• **WHAT YOU HAVE TO DO**: Render the lines below as a Markdown table with two columns, Row and Line, numbering each row and leaving out any blank lines.
******************************
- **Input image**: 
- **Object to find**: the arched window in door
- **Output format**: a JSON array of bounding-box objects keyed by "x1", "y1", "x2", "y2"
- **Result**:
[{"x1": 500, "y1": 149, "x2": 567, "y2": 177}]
******************************
• **RESULT FOR THIS EXERCISE**:
| Row | Line |
|---|---|
| 1 | - **Input image**:  |
| 2 | - **Object to find**: the arched window in door |
| 3 | - **Output format**: a JSON array of bounding-box objects keyed by "x1", "y1", "x2", "y2" |
| 4 | - **Result**: |
| 5 | [{"x1": 500, "y1": 149, "x2": 567, "y2": 177}] |